RECORDS FOR THIS TASK |
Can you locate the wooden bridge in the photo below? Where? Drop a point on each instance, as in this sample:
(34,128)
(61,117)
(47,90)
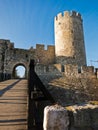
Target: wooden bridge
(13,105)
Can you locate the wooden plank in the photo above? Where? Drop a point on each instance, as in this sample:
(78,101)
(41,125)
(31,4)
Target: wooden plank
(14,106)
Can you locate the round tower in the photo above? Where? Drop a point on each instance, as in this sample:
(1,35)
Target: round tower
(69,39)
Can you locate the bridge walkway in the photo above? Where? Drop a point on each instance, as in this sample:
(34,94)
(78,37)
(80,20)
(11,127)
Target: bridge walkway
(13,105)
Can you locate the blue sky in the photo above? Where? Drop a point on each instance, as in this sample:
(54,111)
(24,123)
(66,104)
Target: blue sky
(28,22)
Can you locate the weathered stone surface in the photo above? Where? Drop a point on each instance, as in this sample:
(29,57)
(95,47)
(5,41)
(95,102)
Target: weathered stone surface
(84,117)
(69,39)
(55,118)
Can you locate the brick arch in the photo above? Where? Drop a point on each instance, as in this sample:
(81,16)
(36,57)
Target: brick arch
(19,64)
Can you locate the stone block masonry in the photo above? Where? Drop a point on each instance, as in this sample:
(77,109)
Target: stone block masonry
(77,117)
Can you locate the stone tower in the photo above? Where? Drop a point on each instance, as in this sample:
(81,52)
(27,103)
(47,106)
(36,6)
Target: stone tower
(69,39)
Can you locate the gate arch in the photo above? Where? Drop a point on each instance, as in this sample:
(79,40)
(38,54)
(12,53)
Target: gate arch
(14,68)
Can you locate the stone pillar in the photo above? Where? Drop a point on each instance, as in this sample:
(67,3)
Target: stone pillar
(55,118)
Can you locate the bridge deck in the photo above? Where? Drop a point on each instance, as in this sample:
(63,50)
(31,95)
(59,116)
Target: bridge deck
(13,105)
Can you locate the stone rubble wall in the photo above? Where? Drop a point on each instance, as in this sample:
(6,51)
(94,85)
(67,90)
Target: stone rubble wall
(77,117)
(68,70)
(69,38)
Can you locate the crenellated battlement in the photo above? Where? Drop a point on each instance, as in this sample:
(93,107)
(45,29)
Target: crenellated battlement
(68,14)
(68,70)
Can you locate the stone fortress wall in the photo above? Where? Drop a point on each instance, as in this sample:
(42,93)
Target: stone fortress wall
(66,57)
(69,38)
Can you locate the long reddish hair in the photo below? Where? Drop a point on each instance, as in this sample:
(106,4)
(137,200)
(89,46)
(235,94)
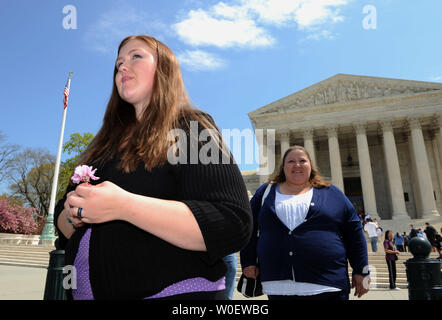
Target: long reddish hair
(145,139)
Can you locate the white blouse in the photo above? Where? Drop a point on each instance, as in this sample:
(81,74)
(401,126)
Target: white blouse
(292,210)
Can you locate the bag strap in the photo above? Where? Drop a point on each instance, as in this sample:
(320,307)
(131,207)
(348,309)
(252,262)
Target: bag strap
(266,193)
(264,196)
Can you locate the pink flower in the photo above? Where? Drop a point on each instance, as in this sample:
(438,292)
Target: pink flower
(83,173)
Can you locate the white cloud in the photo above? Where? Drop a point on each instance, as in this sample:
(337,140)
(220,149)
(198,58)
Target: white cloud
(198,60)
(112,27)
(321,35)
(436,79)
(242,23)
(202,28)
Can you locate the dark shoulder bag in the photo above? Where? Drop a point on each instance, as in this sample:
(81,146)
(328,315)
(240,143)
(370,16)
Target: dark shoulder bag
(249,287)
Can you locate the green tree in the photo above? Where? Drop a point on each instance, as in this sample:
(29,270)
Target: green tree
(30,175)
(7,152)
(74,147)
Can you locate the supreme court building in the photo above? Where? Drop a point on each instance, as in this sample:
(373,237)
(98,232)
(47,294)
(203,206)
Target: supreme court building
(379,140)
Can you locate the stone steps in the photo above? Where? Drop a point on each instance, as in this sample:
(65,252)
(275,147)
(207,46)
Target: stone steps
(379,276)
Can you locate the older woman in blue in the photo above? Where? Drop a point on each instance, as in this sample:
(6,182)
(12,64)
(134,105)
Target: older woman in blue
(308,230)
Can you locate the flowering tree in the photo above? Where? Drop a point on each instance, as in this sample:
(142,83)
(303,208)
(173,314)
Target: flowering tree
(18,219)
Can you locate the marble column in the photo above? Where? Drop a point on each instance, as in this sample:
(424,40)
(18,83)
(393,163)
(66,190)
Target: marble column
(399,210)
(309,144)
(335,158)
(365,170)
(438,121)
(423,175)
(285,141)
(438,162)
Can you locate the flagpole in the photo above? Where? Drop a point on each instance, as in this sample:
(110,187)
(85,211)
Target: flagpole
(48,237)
--
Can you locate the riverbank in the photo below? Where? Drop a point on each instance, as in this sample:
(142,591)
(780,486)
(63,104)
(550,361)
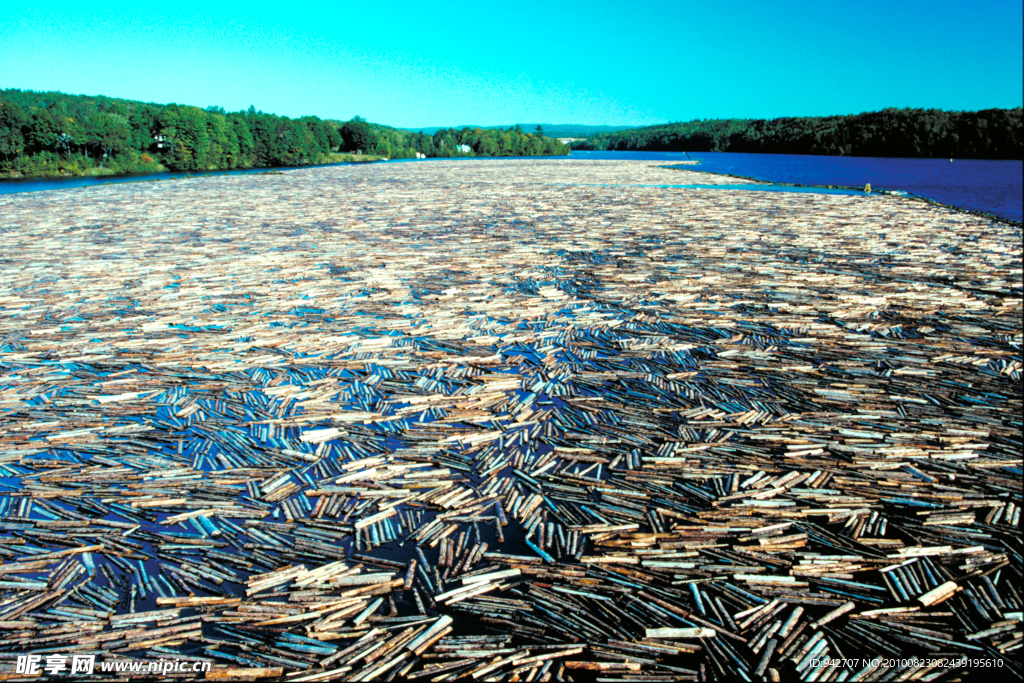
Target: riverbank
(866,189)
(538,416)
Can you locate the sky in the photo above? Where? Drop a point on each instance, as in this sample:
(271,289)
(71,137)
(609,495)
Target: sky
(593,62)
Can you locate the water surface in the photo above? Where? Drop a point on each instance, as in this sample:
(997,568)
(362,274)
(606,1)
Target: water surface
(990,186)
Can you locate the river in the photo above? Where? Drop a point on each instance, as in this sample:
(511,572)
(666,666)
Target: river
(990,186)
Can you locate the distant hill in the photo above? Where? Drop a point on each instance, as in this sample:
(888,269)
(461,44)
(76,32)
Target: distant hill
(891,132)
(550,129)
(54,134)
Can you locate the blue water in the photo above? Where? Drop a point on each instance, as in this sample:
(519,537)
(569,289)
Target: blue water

WHAT YOU WILL DO | Give the lines starting at the one that contains "Can you locate the river in" and ending at the one that contains "Target: blue water" as a JSON list of strings, one string for each line, with blank lines left out.

FULL OUTPUT |
[
  "Can you locate the river in the photo above? Where? Drop a point on each instance, as in this sample:",
  "(511,572)",
  "(666,666)",
  "Target: river",
  "(990,186)",
  "Can you locate the distant hill in the photo above? Where? Drop a point on each instance, as in this sample:",
  "(888,269)",
  "(461,44)",
  "(76,32)",
  "Target: distant hill",
  "(891,132)",
  "(550,129)",
  "(54,134)",
  "Can you locate the blue water in the photo above? Where? Drop a point on each instance, as in this sample:",
  "(519,537)",
  "(569,289)",
  "Target: blue water"
]